> [Work to complete]:
Search the records for "porch". Report every line where it occurs.

(Dataset entries)
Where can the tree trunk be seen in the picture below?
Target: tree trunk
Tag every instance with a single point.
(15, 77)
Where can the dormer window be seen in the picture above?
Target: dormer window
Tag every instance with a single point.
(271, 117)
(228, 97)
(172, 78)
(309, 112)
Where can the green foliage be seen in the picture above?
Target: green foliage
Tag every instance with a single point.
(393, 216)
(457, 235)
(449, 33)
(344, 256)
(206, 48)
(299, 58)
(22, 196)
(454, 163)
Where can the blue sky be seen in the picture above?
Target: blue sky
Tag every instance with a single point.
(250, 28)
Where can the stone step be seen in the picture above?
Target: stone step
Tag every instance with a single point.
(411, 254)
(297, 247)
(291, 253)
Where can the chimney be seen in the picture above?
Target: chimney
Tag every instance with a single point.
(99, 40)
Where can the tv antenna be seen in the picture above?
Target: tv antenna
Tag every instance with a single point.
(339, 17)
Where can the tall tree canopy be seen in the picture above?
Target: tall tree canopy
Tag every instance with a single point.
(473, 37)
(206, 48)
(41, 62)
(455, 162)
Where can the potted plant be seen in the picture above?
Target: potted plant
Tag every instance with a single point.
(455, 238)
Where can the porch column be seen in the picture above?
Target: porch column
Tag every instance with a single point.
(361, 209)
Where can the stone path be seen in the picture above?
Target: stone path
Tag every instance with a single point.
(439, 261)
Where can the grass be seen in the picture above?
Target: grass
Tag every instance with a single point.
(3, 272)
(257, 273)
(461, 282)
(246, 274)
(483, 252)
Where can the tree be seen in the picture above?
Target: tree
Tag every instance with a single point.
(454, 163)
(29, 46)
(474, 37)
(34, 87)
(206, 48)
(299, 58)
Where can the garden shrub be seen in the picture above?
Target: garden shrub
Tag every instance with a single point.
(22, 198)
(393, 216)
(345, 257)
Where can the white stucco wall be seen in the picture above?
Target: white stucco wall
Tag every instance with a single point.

> [Output for this exercise]:
Where can the porch column be seen in the picture above?
Target: porch column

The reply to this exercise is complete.